**Task directions:** Word for word, the listing below should be printed again.

--

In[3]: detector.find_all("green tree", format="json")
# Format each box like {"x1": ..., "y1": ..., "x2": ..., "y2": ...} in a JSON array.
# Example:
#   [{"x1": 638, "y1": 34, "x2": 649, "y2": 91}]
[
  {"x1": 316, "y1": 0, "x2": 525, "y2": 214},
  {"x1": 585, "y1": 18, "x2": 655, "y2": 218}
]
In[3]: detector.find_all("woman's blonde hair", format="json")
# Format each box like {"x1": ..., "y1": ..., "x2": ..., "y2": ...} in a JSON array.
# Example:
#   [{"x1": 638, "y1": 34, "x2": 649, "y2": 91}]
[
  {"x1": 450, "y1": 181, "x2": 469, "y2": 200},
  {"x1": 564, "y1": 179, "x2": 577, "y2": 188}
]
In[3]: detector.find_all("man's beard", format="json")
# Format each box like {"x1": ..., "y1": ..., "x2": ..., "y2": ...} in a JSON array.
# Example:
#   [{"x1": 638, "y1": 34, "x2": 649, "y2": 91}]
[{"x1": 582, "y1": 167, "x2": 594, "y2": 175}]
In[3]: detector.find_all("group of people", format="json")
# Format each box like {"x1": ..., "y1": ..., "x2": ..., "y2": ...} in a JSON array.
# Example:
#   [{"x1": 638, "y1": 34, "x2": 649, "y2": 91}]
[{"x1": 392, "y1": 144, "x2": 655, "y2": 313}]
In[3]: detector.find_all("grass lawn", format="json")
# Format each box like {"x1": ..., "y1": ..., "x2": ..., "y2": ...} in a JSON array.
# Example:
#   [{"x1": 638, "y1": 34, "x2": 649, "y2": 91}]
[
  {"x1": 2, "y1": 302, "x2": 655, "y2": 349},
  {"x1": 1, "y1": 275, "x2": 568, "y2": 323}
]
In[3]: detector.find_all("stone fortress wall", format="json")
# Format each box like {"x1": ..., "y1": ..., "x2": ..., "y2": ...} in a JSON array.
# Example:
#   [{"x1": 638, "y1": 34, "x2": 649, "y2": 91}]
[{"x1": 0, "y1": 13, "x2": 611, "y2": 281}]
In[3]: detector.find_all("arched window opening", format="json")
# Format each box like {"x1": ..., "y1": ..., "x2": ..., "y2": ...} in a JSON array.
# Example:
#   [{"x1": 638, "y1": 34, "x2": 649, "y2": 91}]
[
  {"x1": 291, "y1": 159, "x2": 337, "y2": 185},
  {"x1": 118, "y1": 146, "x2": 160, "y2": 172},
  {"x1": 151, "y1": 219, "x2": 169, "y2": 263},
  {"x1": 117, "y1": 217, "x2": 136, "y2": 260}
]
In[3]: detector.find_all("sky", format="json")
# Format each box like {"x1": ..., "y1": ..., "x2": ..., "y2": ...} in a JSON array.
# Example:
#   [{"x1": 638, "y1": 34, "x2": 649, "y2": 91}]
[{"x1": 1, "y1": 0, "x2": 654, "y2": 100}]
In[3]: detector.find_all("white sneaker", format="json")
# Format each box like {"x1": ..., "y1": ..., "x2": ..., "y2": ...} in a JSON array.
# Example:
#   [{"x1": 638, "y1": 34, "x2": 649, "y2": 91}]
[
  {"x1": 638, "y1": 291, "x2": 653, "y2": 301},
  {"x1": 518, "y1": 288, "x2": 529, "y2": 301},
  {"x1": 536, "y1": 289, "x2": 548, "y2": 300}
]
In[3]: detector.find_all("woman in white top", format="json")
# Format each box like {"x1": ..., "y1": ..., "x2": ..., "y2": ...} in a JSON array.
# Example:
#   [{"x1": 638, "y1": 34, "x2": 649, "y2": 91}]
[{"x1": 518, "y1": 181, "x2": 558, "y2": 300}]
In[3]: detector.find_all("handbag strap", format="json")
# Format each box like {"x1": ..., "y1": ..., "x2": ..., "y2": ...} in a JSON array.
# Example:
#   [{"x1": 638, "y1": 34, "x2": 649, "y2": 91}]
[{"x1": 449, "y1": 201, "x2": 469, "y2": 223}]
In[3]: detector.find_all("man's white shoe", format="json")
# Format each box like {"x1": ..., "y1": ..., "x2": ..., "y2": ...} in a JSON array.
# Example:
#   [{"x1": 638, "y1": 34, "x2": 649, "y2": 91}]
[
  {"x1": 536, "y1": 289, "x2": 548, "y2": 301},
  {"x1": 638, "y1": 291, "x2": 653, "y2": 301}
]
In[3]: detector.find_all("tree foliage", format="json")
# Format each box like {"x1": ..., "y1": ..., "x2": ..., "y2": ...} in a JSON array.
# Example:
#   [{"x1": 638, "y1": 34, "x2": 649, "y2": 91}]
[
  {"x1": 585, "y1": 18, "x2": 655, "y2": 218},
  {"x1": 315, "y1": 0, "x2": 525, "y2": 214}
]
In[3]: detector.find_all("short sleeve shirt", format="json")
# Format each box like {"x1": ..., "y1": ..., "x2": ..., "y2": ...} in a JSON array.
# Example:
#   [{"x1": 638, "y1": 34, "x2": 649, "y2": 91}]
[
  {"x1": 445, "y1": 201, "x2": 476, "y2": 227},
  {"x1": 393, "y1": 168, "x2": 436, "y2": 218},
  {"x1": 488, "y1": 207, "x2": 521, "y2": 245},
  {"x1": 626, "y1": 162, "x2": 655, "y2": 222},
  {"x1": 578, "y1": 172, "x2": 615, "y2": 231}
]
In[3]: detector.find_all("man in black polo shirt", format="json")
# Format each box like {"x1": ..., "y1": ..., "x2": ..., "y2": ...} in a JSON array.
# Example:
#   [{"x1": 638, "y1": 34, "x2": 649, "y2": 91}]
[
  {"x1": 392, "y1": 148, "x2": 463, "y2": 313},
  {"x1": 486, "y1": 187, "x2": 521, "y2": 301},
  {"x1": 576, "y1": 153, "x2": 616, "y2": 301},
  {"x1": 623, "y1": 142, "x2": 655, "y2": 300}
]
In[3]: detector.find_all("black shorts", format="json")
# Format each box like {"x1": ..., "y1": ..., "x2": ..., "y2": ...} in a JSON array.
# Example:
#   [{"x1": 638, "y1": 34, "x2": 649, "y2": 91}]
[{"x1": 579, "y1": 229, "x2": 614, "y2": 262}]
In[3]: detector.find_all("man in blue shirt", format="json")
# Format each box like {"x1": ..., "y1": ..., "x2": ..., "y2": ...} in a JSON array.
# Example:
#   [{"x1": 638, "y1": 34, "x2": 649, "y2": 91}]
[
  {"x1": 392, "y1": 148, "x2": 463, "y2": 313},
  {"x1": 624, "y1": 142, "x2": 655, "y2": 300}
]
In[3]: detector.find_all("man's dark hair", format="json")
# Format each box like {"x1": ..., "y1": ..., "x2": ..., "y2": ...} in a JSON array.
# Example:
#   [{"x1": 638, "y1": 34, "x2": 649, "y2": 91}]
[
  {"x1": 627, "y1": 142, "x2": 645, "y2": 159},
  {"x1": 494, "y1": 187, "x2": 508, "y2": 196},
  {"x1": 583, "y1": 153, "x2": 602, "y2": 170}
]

--

**Exercise output:**
In[3]: detector.find_all("green tree", format="json")
# Format each box like {"x1": ..., "y1": ..., "x2": ..., "y2": ...} in a JSON array.
# Example:
#   [{"x1": 638, "y1": 34, "x2": 649, "y2": 91}]
[
  {"x1": 316, "y1": 0, "x2": 525, "y2": 214},
  {"x1": 585, "y1": 18, "x2": 655, "y2": 218}
]
In[3]: detector.find_all("woman's blonde hair", format="json")
# Format each box like {"x1": ..., "y1": ..., "x2": ..., "y2": ...} in a JSON array.
# Example:
#   [{"x1": 638, "y1": 34, "x2": 649, "y2": 91}]
[
  {"x1": 450, "y1": 181, "x2": 469, "y2": 200},
  {"x1": 564, "y1": 179, "x2": 577, "y2": 188}
]
In[3]: detector.find_all("man's beard", format="json")
# Format each box like {"x1": ..., "y1": ..., "x2": ..., "y2": ...} in a JSON array.
# Example:
#   [{"x1": 638, "y1": 34, "x2": 649, "y2": 91}]
[{"x1": 582, "y1": 167, "x2": 594, "y2": 175}]
In[3]: detector.find_all("group of people", format="json")
# Format each box like {"x1": ..., "y1": ..., "x2": ..., "y2": ...} in a JSON array.
# Example:
#   [{"x1": 638, "y1": 34, "x2": 649, "y2": 91}]
[{"x1": 392, "y1": 144, "x2": 655, "y2": 313}]
In[3]: detector.find_all("grass lawn", format="json")
# Format each box like {"x1": ..., "y1": ..., "x2": ..., "y2": ...} in a JSON array.
# Example:
#   [{"x1": 638, "y1": 34, "x2": 649, "y2": 91}]
[
  {"x1": 2, "y1": 302, "x2": 655, "y2": 349},
  {"x1": 1, "y1": 275, "x2": 568, "y2": 323}
]
In[3]: detector.find_all("stone fortress wall", format="json")
# Format each box like {"x1": ..., "y1": ..., "x2": ..., "y2": ...} in a JSON array.
# Example:
#   [{"x1": 638, "y1": 34, "x2": 649, "y2": 91}]
[{"x1": 0, "y1": 13, "x2": 611, "y2": 281}]
In[3]: detector.find_all("arched window opening", format="json")
# Format each box like {"x1": ..., "y1": ..., "x2": ..., "y2": ...} in a JSON array.
# Example:
#   [{"x1": 638, "y1": 34, "x2": 649, "y2": 91}]
[
  {"x1": 291, "y1": 159, "x2": 337, "y2": 185},
  {"x1": 118, "y1": 146, "x2": 160, "y2": 172},
  {"x1": 151, "y1": 219, "x2": 169, "y2": 263},
  {"x1": 117, "y1": 217, "x2": 136, "y2": 260}
]
In[3]: detector.find_all("sky", format="json")
# Format each box like {"x1": ..., "y1": ..., "x2": ..., "y2": ...} in a JSON array.
# Example:
#   [{"x1": 638, "y1": 34, "x2": 649, "y2": 91}]
[{"x1": 1, "y1": 0, "x2": 654, "y2": 100}]
In[3]: detector.find_all("white sneaker", format="json")
# Format each box like {"x1": ..., "y1": ..., "x2": ..., "y2": ...} in a JSON array.
# Example:
#   [{"x1": 638, "y1": 34, "x2": 649, "y2": 91}]
[
  {"x1": 638, "y1": 291, "x2": 653, "y2": 301},
  {"x1": 518, "y1": 288, "x2": 529, "y2": 301},
  {"x1": 536, "y1": 289, "x2": 548, "y2": 300}
]
In[3]: detector.find_all("woman in white top", format="json")
# Format each box like {"x1": ..., "y1": ..., "x2": ..., "y2": ...} in a JSON array.
# Example:
#   [{"x1": 638, "y1": 34, "x2": 649, "y2": 91}]
[{"x1": 518, "y1": 181, "x2": 558, "y2": 300}]
In[3]: detector.find_all("handbag strap", format="json")
# Format each box like {"x1": ..., "y1": ..., "x2": ..., "y2": ...} in a JSON array.
# Example:
#   [{"x1": 638, "y1": 34, "x2": 649, "y2": 91}]
[{"x1": 449, "y1": 201, "x2": 469, "y2": 223}]
In[3]: detector.find_all("man's white shoe", format="json")
# Format each box like {"x1": ..., "y1": ..., "x2": ..., "y2": ...} in a JSON array.
# Example:
#   [{"x1": 638, "y1": 34, "x2": 649, "y2": 91}]
[
  {"x1": 536, "y1": 289, "x2": 548, "y2": 301},
  {"x1": 638, "y1": 291, "x2": 653, "y2": 301}
]
In[3]: detector.find_all("tree foliage", format="json")
# Format each box like {"x1": ..., "y1": ..., "x2": ..., "y2": ...} in a JSON array.
# Example:
#   [{"x1": 638, "y1": 34, "x2": 649, "y2": 91}]
[
  {"x1": 585, "y1": 18, "x2": 655, "y2": 218},
  {"x1": 315, "y1": 0, "x2": 525, "y2": 214}
]
In[3]: detector.find_all("short sleeve shirt", format="json")
# Format each box like {"x1": ..., "y1": ..., "x2": ..., "y2": ...} in a JSON array.
# Example:
#   [{"x1": 638, "y1": 34, "x2": 649, "y2": 91}]
[
  {"x1": 445, "y1": 201, "x2": 476, "y2": 227},
  {"x1": 393, "y1": 168, "x2": 436, "y2": 218},
  {"x1": 488, "y1": 207, "x2": 521, "y2": 245},
  {"x1": 626, "y1": 162, "x2": 655, "y2": 222},
  {"x1": 578, "y1": 172, "x2": 615, "y2": 231}
]
In[3]: detector.find_all("man in black polo shirt", format="json")
# Format each box like {"x1": ..., "y1": ..., "x2": ..., "y2": ...} in a JSON array.
# Example:
#   [{"x1": 638, "y1": 34, "x2": 649, "y2": 91}]
[
  {"x1": 392, "y1": 148, "x2": 463, "y2": 313},
  {"x1": 486, "y1": 187, "x2": 521, "y2": 301},
  {"x1": 576, "y1": 153, "x2": 616, "y2": 301},
  {"x1": 623, "y1": 142, "x2": 655, "y2": 300}
]
In[3]: detector.find_all("black shorts", format="json")
# Format each box like {"x1": ..., "y1": ..., "x2": ..., "y2": ...} in a JSON array.
# Example:
#   [{"x1": 638, "y1": 34, "x2": 649, "y2": 91}]
[{"x1": 579, "y1": 229, "x2": 614, "y2": 262}]
In[3]: detector.find_all("man in blue shirt", format="json")
# Format each box like {"x1": ..., "y1": ..., "x2": ..., "y2": ...} in a JSON array.
# Example:
#   [{"x1": 638, "y1": 34, "x2": 649, "y2": 91}]
[
  {"x1": 392, "y1": 148, "x2": 463, "y2": 313},
  {"x1": 624, "y1": 142, "x2": 655, "y2": 300}
]
In[3]: detector.find_all("man's dark hair", format="json")
# Format each box like {"x1": ..., "y1": ..., "x2": ..., "y2": ...} in a JSON array.
# Example:
#   [{"x1": 638, "y1": 34, "x2": 649, "y2": 91}]
[
  {"x1": 627, "y1": 142, "x2": 645, "y2": 159},
  {"x1": 494, "y1": 187, "x2": 508, "y2": 196},
  {"x1": 583, "y1": 153, "x2": 602, "y2": 170}
]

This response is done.